(Цитируемый отрывок)
● ● ● ● ● ● ●

И кто знает, найдись у русского морского ведомства в 1878–1880 годах несколько свободных тысяч рублей, и, быть может, вся история становления современной гидродинамики оказалась бы иной.
В начале 1879 года заболел сын Менделеева — Владимир, и Дмитрий Иванович поспешил в Петербург к своему любимцу. Конечно, он не утерпел, повидался с Анной Ивановной. Встреча показала им обоим, что в их отношениях ничего не изменилось. И Дмитрий Иванович со стесненным сердцем снова уехал в Париж. Здесь нагрянул к нему старый приятель Петр Капитонович Ушков, которому в свое время Дмитрий Иванович помог поставить большое химическое производство в Елабуге на Каме, и соблазнил Менделеева ехать в Неаполь и Сицилию…
Путешественники с готовностью окунулись в водоворот неаполитанской жизни. По вечерам, гуляя по набережной, они любовались Везувием: вершина вулкана, рисовавшаяся темной массой на небе, светилась красивым огненным пятном; по временам это пятно увеличивалось, загоралось ярче, и тогда были видны клубы освещенного внутренним пламенем дыма. Днем они осматривали городской музей, катакомбы, раскопанную Помпею, паровые пещеры и знаменитый Собачий грот. Собаки, имеющие неосторожность забежать в этот грот, погибают от удушья, ибо выделяющиеся из почвы пары нефти и углекислота образуют над полом грота смертоносным слой толщиной в несколько десятков сантиметров.
Потом небольшой колесный пароход доставил Менделеева и Ушкова в «благородную» Мессину на остров Сицилия. И Дмитрий Иванович уговорил своего спутника поехать в Патерно, небольшой городок у подножия Этны, неподалеку от которого за несколько месяцев до того произошло большое извержение грязи и газов.
И все-таки, несмотря на обилие и яркость впечатлении, цель, которую поставил перед собой Менделеев, отправляясь в путешествие, не была достигнута. Он не мог забыть Анну Ивановну. Интерес к сицилийским красотам пропал, и Дмитрий Иванович заторопился в Рим, где 9 апреля 1879 года открылся второй конгресс метеорологов. Но, как назло, съезд этот оказался малоинтересным, и раздосадованный Менделеев морем возвратился в Ниццу, а оттуда домой, в Петербург.

● ● ● ● ● ● ●

(Что сделать)
1. Перескажите кратко в виде списка абзац из отрывка о поездке Менделеева, который начинается словами «В начале 1879 года заболел сын Менделеева». Сохраните его главные факты.
2. Ответьте по отрывку о поездке Менделеева на вопросы:
(а) На чём Менделеев и Ушков добрались до Мессины?
(б) В какой городок у подножия Этны Менделеев уговорил поехать своего спутника?
(в) Когда в Риме открылся второй конгресс метеорологов?
3. Выведите без изменений часть отрывка о поездке Менделеева между словами "Потом небольшой колесный" и "домой, в Петербург." включительно.

[Сохранённые записи]
● ● ● ● ● ● ●

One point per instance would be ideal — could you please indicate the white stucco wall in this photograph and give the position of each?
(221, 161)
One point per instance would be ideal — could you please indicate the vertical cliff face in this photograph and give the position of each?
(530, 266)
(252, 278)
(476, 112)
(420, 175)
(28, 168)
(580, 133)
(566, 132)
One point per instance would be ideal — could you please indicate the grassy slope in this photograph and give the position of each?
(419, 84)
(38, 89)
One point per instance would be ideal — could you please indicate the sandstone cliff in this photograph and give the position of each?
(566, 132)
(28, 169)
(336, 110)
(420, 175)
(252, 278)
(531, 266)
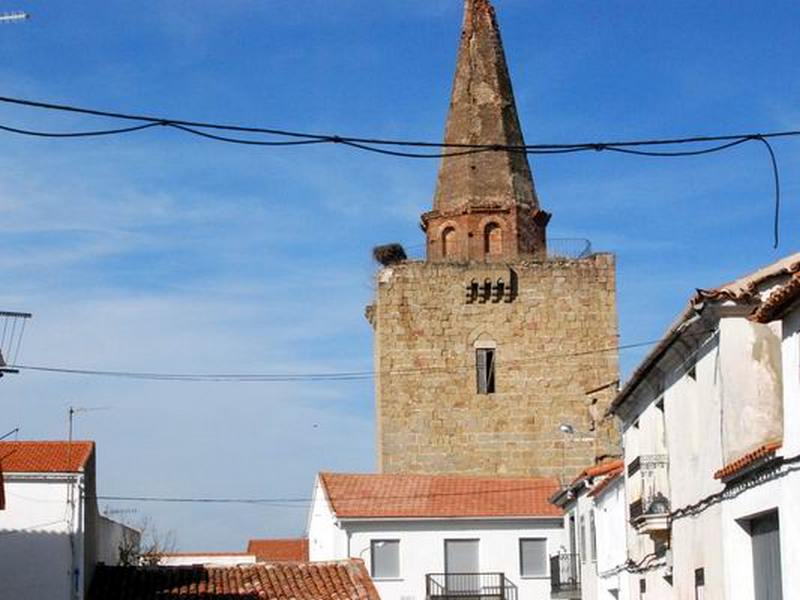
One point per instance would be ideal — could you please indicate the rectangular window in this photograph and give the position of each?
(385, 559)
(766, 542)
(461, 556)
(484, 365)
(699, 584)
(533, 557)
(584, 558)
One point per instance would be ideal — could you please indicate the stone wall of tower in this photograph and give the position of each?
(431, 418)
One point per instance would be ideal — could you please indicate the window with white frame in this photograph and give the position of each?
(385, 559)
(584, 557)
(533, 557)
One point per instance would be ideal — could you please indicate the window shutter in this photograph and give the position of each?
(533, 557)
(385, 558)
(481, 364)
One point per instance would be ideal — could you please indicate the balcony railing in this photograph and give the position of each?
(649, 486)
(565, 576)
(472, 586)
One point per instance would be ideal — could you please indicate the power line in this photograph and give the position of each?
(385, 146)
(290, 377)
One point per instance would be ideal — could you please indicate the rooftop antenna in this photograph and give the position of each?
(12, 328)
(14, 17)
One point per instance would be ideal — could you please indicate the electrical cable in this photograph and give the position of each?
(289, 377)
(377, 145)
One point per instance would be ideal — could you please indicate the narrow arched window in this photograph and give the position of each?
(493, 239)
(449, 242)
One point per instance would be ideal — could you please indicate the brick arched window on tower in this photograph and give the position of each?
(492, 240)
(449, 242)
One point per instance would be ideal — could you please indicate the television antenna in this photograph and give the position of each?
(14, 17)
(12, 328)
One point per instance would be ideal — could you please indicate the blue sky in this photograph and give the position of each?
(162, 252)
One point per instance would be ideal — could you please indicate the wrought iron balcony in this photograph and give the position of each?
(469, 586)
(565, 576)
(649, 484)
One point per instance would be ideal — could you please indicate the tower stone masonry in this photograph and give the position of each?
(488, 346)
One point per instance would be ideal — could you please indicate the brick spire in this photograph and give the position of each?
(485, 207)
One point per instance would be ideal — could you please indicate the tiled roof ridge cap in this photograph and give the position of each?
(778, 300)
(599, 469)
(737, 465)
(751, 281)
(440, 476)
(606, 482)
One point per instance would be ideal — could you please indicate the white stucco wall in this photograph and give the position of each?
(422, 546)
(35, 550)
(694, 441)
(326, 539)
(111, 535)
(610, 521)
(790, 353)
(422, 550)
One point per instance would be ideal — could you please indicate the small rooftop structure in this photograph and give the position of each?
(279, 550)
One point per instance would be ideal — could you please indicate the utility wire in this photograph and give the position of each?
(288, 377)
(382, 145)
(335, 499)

● ● ● ● ● ● ●

(Ответы к заданиям)
1.
- В начале 1879 года заболел сын Менделеева Владимир, и Дмитрий Иванович поспешил к нему в Петербург.
- Там он повидался с Анной Ивановной, и оба поняли, что в их отношениях ничего не изменилось.
- Со стеснённым сердцем он снова уехал в Париж.
- В Париже к нему приехал старый приятель Пётр Капитонович Ушков. Когда-то Менделеев помог ему поставить большое химическое производство в Елабуге на Каме.
- Ушков уговорил Менделеева поехать в Неаполь и Сицилию.

2.
(а) На небольшом колёсном пароходе.
(б) В Патерно.
(в) 9 апреля 1879 года.

3.
Потом небольшой колесный пароход доставил Менделеева и Ушкова в «благородную» Мессину на остров Сицилия. И Дмитрий Иванович уговорил своего спутника поехать в Патерно, небольшой городок у подножия Этны, неподалеку от которого за несколько месяцев до того произошло большое извержение грязи и газов.
И все-таки, несмотря на обилие и яркость впечатлении, цель, которую поставил перед собой Менделеев, отправляясь в путешествие, не была достигнута. Он не мог забыть Анну Ивановну. Интерес к сицилийским красотам пропал, и Дмитрий Иванович заторопился в Рим, где 9 апреля 1879 года открылся второй конгресс метеорологов. Но, как назло, съезд этот оказался малоинтересным, и раздосадованный Менделеев морем возвратился в Ниццу, а оттуда домой, в Петербург.